# Description of the task:
Reproduce verbatim all of the lines that follow, from the line containing "From the image above, could you locate the domed" down to the line containing "top-left (575, 672), bottom-right (682, 728)", with both of those lines included.

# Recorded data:
^^^^^^^^^^^^^^^^

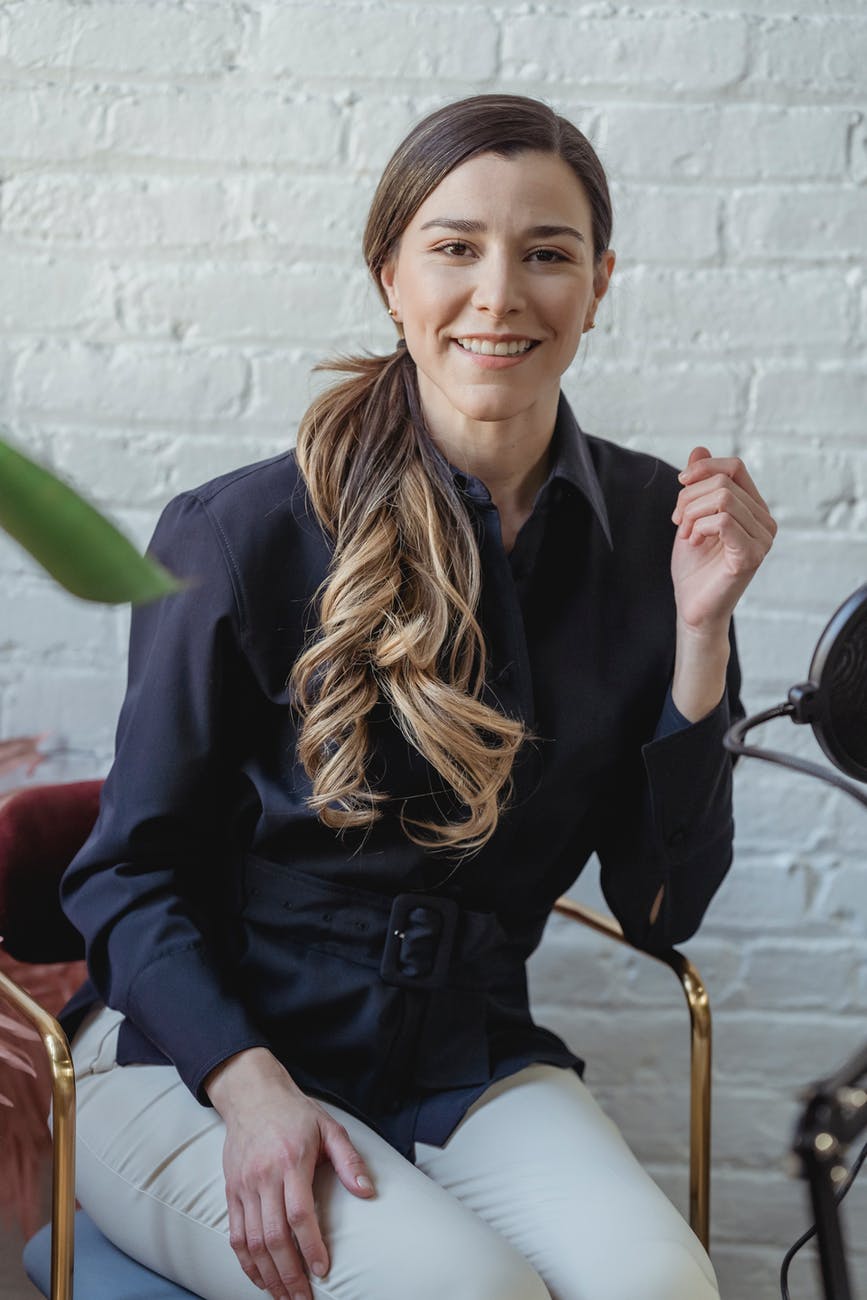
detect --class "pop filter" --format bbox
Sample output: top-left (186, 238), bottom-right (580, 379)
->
top-left (723, 584), bottom-right (867, 1300)
top-left (723, 584), bottom-right (867, 807)
top-left (805, 584), bottom-right (867, 781)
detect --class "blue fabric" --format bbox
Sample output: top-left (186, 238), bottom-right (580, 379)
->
top-left (23, 1210), bottom-right (199, 1300)
top-left (62, 390), bottom-right (742, 1158)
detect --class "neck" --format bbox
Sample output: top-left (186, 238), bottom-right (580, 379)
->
top-left (419, 376), bottom-right (559, 522)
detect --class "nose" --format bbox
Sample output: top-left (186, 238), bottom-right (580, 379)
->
top-left (472, 251), bottom-right (525, 320)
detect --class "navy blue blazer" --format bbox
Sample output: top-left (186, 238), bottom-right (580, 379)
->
top-left (61, 399), bottom-right (742, 1158)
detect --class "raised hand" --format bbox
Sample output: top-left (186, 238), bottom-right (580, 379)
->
top-left (671, 447), bottom-right (777, 722)
top-left (671, 447), bottom-right (777, 629)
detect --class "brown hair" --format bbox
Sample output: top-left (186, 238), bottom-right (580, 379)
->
top-left (290, 95), bottom-right (611, 853)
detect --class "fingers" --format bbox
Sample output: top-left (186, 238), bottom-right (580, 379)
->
top-left (672, 477), bottom-right (776, 550)
top-left (325, 1123), bottom-right (373, 1196)
top-left (226, 1101), bottom-right (373, 1300)
top-left (672, 447), bottom-right (777, 549)
top-left (229, 1179), bottom-right (322, 1300)
top-left (677, 447), bottom-right (768, 510)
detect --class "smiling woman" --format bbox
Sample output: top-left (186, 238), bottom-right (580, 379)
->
top-left (57, 95), bottom-right (775, 1300)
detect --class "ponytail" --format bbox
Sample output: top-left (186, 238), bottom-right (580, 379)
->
top-left (290, 345), bottom-right (524, 853)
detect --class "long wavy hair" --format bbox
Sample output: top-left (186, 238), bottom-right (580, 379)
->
top-left (290, 95), bottom-right (612, 855)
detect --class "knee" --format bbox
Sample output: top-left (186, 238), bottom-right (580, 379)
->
top-left (599, 1238), bottom-right (720, 1300)
top-left (412, 1236), bottom-right (548, 1300)
top-left (460, 1243), bottom-right (551, 1300)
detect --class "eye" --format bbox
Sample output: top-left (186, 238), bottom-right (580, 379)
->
top-left (528, 248), bottom-right (569, 263)
top-left (434, 239), bottom-right (471, 257)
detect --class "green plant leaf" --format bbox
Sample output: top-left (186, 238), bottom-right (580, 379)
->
top-left (0, 438), bottom-right (182, 605)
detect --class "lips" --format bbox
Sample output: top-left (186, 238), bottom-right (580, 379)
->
top-left (455, 334), bottom-right (538, 356)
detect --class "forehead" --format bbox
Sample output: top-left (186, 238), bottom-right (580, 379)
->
top-left (407, 151), bottom-right (591, 235)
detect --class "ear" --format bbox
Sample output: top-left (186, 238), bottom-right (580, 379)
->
top-left (584, 248), bottom-right (617, 330)
top-left (380, 257), bottom-right (400, 320)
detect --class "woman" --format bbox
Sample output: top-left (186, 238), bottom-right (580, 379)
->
top-left (64, 95), bottom-right (775, 1300)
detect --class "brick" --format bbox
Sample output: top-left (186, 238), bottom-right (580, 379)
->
top-left (16, 343), bottom-right (247, 424)
top-left (753, 361), bottom-right (867, 445)
top-left (738, 759), bottom-right (831, 857)
top-left (0, 172), bottom-right (246, 251)
top-left (347, 90), bottom-right (447, 172)
top-left (52, 429), bottom-right (175, 508)
top-left (168, 432), bottom-right (290, 495)
top-left (4, 663), bottom-right (125, 749)
top-left (747, 530), bottom-right (867, 618)
top-left (253, 4), bottom-right (498, 87)
top-left (612, 185), bottom-right (723, 265)
top-left (714, 1170), bottom-right (812, 1248)
top-left (0, 579), bottom-right (117, 668)
top-left (502, 10), bottom-right (747, 95)
top-left (0, 338), bottom-right (22, 425)
top-left (849, 113), bottom-right (867, 185)
top-left (107, 86), bottom-right (343, 169)
top-left (729, 186), bottom-right (867, 261)
top-left (742, 437), bottom-right (858, 529)
top-left (0, 82), bottom-right (108, 164)
top-left (620, 268), bottom-right (850, 355)
top-left (564, 364), bottom-right (745, 444)
top-left (746, 13), bottom-right (867, 96)
top-left (121, 264), bottom-right (368, 346)
top-left (0, 242), bottom-right (114, 335)
top-left (710, 1086), bottom-right (801, 1170)
top-left (702, 852), bottom-right (810, 935)
top-left (734, 605), bottom-right (828, 691)
top-left (8, 0), bottom-right (244, 77)
top-left (250, 350), bottom-right (341, 426)
top-left (601, 103), bottom-right (853, 182)
top-left (250, 176), bottom-right (374, 252)
top-left (715, 1008), bottom-right (863, 1089)
top-left (744, 941), bottom-right (867, 1011)
top-left (815, 863), bottom-right (867, 936)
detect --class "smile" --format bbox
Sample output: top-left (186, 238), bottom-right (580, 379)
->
top-left (455, 338), bottom-right (537, 356)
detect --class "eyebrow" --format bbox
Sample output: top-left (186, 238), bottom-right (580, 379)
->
top-left (421, 217), bottom-right (586, 243)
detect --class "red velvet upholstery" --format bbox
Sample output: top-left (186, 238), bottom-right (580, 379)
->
top-left (0, 781), bottom-right (103, 1236)
top-left (0, 781), bottom-right (103, 962)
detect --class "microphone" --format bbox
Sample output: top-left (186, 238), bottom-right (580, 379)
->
top-left (723, 582), bottom-right (867, 807)
top-left (723, 584), bottom-right (867, 1300)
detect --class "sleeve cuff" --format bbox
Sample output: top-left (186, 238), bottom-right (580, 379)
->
top-left (129, 945), bottom-right (270, 1105)
top-left (654, 685), bottom-right (693, 740)
top-left (642, 694), bottom-right (732, 866)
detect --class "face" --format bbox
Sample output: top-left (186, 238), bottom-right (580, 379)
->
top-left (382, 152), bottom-right (614, 429)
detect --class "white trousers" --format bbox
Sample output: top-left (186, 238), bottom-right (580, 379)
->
top-left (73, 1009), bottom-right (719, 1300)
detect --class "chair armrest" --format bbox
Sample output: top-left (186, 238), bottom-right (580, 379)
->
top-left (554, 897), bottom-right (712, 1249)
top-left (0, 971), bottom-right (75, 1300)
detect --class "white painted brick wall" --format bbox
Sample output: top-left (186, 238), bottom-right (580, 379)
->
top-left (0, 0), bottom-right (867, 1300)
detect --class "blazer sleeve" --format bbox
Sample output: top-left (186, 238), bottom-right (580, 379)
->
top-left (61, 494), bottom-right (266, 1104)
top-left (598, 625), bottom-right (744, 952)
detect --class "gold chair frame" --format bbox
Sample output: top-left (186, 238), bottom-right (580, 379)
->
top-left (0, 898), bottom-right (711, 1300)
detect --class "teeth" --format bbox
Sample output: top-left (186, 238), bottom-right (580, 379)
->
top-left (458, 338), bottom-right (533, 356)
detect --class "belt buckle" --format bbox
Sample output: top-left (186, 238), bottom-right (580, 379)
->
top-left (380, 893), bottom-right (460, 988)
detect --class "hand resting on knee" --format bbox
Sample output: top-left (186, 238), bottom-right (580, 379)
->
top-left (205, 1048), bottom-right (373, 1300)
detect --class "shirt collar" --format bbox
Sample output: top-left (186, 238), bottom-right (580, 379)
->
top-left (543, 393), bottom-right (614, 549)
top-left (432, 393), bottom-right (614, 550)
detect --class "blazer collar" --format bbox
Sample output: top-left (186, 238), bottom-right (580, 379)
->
top-left (432, 393), bottom-right (614, 550)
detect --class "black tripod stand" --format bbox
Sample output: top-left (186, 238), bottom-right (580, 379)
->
top-left (724, 585), bottom-right (867, 1300)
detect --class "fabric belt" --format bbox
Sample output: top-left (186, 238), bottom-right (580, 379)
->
top-left (246, 855), bottom-right (515, 991)
top-left (244, 855), bottom-right (526, 1088)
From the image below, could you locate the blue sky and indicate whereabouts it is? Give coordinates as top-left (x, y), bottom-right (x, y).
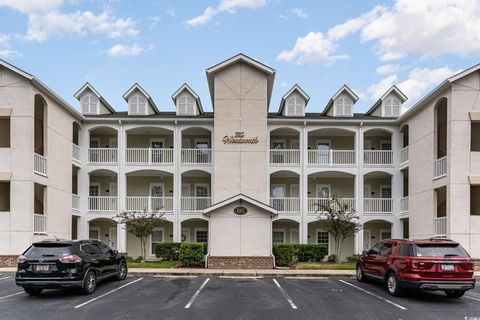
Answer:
top-left (0, 0), bottom-right (480, 112)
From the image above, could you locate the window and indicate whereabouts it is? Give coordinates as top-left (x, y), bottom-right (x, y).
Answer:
top-left (150, 229), bottom-right (163, 256)
top-left (285, 96), bottom-right (305, 116)
top-left (383, 97), bottom-right (400, 117)
top-left (335, 96), bottom-right (353, 116)
top-left (0, 117), bottom-right (10, 148)
top-left (80, 94), bottom-right (98, 114)
top-left (128, 94), bottom-right (147, 114)
top-left (177, 94), bottom-right (195, 115)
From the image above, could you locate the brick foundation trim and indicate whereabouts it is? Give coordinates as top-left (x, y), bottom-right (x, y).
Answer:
top-left (207, 256), bottom-right (273, 269)
top-left (0, 256), bottom-right (18, 268)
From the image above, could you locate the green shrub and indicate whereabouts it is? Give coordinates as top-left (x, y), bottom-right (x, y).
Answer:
top-left (273, 244), bottom-right (294, 267)
top-left (155, 242), bottom-right (180, 261)
top-left (179, 242), bottom-right (206, 267)
top-left (293, 244), bottom-right (328, 262)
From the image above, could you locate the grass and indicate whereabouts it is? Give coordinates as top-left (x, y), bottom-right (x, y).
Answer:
top-left (127, 261), bottom-right (180, 269)
top-left (297, 262), bottom-right (355, 270)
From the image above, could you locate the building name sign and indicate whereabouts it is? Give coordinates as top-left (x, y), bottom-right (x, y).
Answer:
top-left (222, 132), bottom-right (258, 144)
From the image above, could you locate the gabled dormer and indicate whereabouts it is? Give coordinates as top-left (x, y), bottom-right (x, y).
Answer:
top-left (323, 85), bottom-right (358, 117)
top-left (73, 82), bottom-right (116, 115)
top-left (365, 85), bottom-right (407, 118)
top-left (123, 83), bottom-right (159, 116)
top-left (172, 83), bottom-right (203, 116)
top-left (278, 84), bottom-right (310, 117)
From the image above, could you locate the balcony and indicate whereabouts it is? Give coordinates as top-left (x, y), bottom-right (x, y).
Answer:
top-left (308, 149), bottom-right (355, 166)
top-left (33, 213), bottom-right (47, 234)
top-left (88, 196), bottom-right (118, 212)
top-left (125, 148), bottom-right (173, 166)
top-left (270, 149), bottom-right (300, 166)
top-left (33, 153), bottom-right (47, 176)
top-left (270, 198), bottom-right (300, 213)
top-left (181, 197), bottom-right (212, 212)
top-left (363, 198), bottom-right (393, 214)
top-left (433, 156), bottom-right (447, 179)
top-left (126, 196), bottom-right (173, 212)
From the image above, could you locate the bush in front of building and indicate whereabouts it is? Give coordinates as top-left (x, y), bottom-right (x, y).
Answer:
top-left (155, 242), bottom-right (181, 261)
top-left (179, 242), bottom-right (207, 267)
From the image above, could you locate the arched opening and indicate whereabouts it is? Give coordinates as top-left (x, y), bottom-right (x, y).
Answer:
top-left (125, 127), bottom-right (173, 165)
top-left (181, 170), bottom-right (212, 212)
top-left (270, 171), bottom-right (300, 213)
top-left (308, 128), bottom-right (356, 166)
top-left (272, 219), bottom-right (300, 244)
top-left (270, 128), bottom-right (300, 165)
top-left (363, 171), bottom-right (393, 214)
top-left (126, 170), bottom-right (174, 213)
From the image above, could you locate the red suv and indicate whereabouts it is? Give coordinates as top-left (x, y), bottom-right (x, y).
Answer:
top-left (356, 239), bottom-right (475, 298)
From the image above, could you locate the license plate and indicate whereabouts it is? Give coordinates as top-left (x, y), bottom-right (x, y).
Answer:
top-left (442, 264), bottom-right (455, 271)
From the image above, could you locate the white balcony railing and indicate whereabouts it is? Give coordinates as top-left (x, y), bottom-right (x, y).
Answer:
top-left (88, 148), bottom-right (118, 164)
top-left (400, 196), bottom-right (408, 213)
top-left (270, 198), bottom-right (300, 213)
top-left (270, 149), bottom-right (300, 165)
top-left (33, 213), bottom-right (47, 234)
top-left (125, 148), bottom-right (173, 165)
top-left (72, 194), bottom-right (80, 211)
top-left (88, 197), bottom-right (118, 211)
top-left (363, 198), bottom-right (393, 214)
top-left (308, 198), bottom-right (356, 213)
top-left (182, 149), bottom-right (212, 164)
top-left (182, 197), bottom-right (212, 212)
top-left (363, 150), bottom-right (393, 166)
top-left (33, 153), bottom-right (47, 176)
top-left (435, 217), bottom-right (447, 237)
top-left (434, 156), bottom-right (447, 179)
top-left (126, 197), bottom-right (173, 212)
top-left (308, 150), bottom-right (355, 166)
top-left (72, 143), bottom-right (80, 162)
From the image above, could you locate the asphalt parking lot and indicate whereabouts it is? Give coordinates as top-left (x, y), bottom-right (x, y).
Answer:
top-left (0, 274), bottom-right (480, 320)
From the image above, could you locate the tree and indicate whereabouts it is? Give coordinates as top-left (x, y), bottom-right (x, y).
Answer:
top-left (316, 196), bottom-right (362, 262)
top-left (115, 209), bottom-right (165, 259)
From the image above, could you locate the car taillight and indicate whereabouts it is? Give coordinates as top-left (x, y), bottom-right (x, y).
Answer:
top-left (60, 254), bottom-right (82, 263)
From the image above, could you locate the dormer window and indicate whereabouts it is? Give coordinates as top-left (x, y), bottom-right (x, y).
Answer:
top-left (80, 94), bottom-right (98, 114)
top-left (128, 94), bottom-right (147, 114)
top-left (335, 95), bottom-right (353, 117)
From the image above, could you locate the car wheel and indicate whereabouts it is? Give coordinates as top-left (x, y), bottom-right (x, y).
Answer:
top-left (386, 272), bottom-right (403, 297)
top-left (23, 288), bottom-right (43, 296)
top-left (82, 271), bottom-right (97, 294)
top-left (445, 290), bottom-right (465, 298)
top-left (117, 261), bottom-right (128, 280)
top-left (355, 263), bottom-right (365, 282)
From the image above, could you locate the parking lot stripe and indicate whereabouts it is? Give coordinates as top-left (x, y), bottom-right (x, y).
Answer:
top-left (0, 291), bottom-right (23, 300)
top-left (74, 278), bottom-right (143, 309)
top-left (338, 280), bottom-right (407, 310)
top-left (273, 279), bottom-right (298, 309)
top-left (185, 278), bottom-right (210, 309)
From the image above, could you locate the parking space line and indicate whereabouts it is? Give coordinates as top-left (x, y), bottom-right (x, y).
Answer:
top-left (338, 280), bottom-right (407, 310)
top-left (74, 278), bottom-right (143, 309)
top-left (185, 278), bottom-right (210, 309)
top-left (0, 291), bottom-right (23, 300)
top-left (273, 279), bottom-right (298, 309)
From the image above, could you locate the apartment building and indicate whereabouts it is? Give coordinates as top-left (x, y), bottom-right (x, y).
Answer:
top-left (0, 54), bottom-right (480, 267)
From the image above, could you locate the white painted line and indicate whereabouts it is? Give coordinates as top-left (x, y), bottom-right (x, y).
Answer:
top-left (74, 278), bottom-right (143, 309)
top-left (0, 291), bottom-right (23, 300)
top-left (338, 280), bottom-right (407, 310)
top-left (273, 279), bottom-right (298, 309)
top-left (185, 278), bottom-right (210, 309)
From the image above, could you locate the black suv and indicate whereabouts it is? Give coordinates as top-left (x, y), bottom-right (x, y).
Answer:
top-left (15, 240), bottom-right (127, 295)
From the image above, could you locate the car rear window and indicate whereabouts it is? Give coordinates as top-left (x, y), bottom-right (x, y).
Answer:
top-left (24, 244), bottom-right (72, 258)
top-left (415, 243), bottom-right (469, 258)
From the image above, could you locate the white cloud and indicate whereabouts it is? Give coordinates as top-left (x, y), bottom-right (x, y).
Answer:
top-left (292, 8), bottom-right (308, 19)
top-left (186, 0), bottom-right (267, 27)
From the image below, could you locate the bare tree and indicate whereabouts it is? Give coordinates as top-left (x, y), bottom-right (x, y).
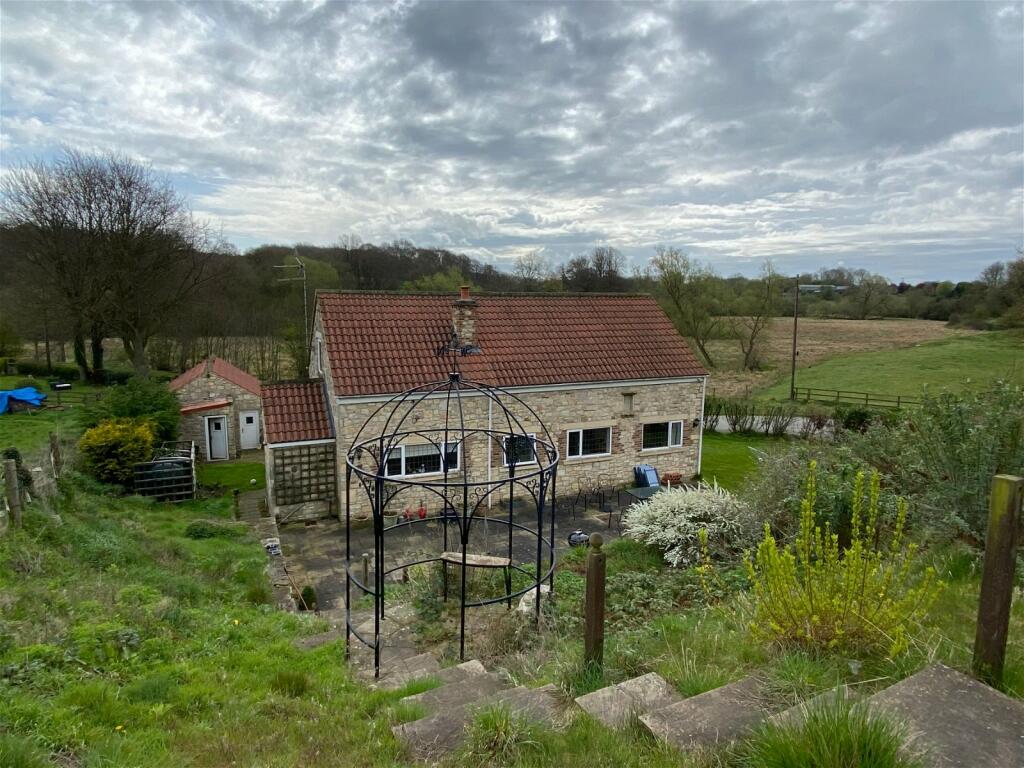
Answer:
top-left (0, 151), bottom-right (222, 377)
top-left (850, 269), bottom-right (893, 319)
top-left (651, 246), bottom-right (722, 368)
top-left (730, 261), bottom-right (781, 371)
top-left (512, 249), bottom-right (551, 291)
top-left (0, 152), bottom-right (114, 379)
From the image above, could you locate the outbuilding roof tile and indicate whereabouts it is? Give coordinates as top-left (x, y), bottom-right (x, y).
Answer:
top-left (262, 381), bottom-right (334, 443)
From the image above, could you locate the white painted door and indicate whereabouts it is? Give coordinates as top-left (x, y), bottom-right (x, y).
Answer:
top-left (239, 411), bottom-right (259, 451)
top-left (206, 416), bottom-right (227, 461)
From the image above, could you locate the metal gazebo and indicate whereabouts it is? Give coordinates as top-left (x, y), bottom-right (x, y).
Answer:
top-left (345, 370), bottom-right (559, 676)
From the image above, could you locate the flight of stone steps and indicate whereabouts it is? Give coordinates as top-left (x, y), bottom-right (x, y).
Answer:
top-left (374, 653), bottom-right (559, 760)
top-left (575, 665), bottom-right (1024, 768)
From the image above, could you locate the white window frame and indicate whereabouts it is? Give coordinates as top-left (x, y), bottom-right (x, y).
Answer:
top-left (640, 419), bottom-right (686, 453)
top-left (384, 440), bottom-right (462, 477)
top-left (502, 432), bottom-right (537, 467)
top-left (565, 427), bottom-right (611, 460)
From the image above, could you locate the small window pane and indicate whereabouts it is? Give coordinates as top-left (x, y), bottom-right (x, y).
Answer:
top-left (581, 427), bottom-right (611, 456)
top-left (384, 447), bottom-right (401, 476)
top-left (406, 444), bottom-right (441, 475)
top-left (643, 422), bottom-right (669, 451)
top-left (504, 435), bottom-right (537, 466)
top-left (444, 442), bottom-right (459, 472)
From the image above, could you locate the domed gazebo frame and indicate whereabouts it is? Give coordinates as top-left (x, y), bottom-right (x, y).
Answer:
top-left (345, 371), bottom-right (559, 676)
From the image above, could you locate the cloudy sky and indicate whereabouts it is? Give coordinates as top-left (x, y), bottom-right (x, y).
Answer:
top-left (0, 0), bottom-right (1024, 281)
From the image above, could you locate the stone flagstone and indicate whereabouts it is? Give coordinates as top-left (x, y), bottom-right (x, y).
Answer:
top-left (768, 685), bottom-right (859, 728)
top-left (640, 677), bottom-right (770, 750)
top-left (868, 664), bottom-right (1024, 768)
top-left (575, 672), bottom-right (682, 728)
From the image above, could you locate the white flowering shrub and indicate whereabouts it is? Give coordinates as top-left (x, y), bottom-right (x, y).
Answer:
top-left (623, 484), bottom-right (759, 567)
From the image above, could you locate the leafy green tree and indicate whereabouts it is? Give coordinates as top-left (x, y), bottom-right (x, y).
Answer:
top-left (85, 377), bottom-right (181, 442)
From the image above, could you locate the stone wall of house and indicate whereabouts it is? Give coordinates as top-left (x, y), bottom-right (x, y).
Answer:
top-left (263, 443), bottom-right (338, 524)
top-left (174, 376), bottom-right (263, 461)
top-left (335, 379), bottom-right (703, 517)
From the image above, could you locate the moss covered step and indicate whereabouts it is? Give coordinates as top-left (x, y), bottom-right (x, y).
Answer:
top-left (575, 672), bottom-right (683, 728)
top-left (640, 677), bottom-right (772, 750)
top-left (867, 664), bottom-right (1024, 768)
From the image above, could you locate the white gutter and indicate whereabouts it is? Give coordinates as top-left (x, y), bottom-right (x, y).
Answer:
top-left (335, 376), bottom-right (708, 406)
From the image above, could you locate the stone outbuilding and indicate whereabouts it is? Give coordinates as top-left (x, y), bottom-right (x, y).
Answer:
top-left (169, 357), bottom-right (263, 461)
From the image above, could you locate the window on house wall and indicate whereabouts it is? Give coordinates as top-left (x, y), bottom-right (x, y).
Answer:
top-left (566, 427), bottom-right (611, 458)
top-left (502, 432), bottom-right (537, 467)
top-left (384, 442), bottom-right (459, 477)
top-left (641, 421), bottom-right (683, 451)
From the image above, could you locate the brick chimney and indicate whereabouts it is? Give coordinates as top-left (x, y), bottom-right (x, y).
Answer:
top-left (452, 286), bottom-right (476, 347)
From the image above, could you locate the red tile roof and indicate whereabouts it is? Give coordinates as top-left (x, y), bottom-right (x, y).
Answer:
top-left (262, 381), bottom-right (334, 443)
top-left (317, 292), bottom-right (707, 395)
top-left (181, 397), bottom-right (231, 415)
top-left (168, 357), bottom-right (259, 395)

^^^^^^^^^^^^^^^^

# Output:
From the image above, could you locate the domed gazebo frame and indicate whereabouts it is? Give coordinates as top-left (x, y), bottom-right (x, y).
Answer:
top-left (345, 371), bottom-right (559, 676)
From the image above, could you locate the cloudy sky and indicate whereabouts it is? Give coordinates as top-left (x, y), bottom-right (x, y).
Answer:
top-left (0, 0), bottom-right (1024, 281)
From the image above, could you locate the stone flagstone and indicate whereabouts it is? Give coordinates as top-left (x, y), bottom-right (x, y).
Answer:
top-left (768, 685), bottom-right (859, 728)
top-left (640, 677), bottom-right (770, 750)
top-left (868, 664), bottom-right (1024, 768)
top-left (575, 672), bottom-right (682, 728)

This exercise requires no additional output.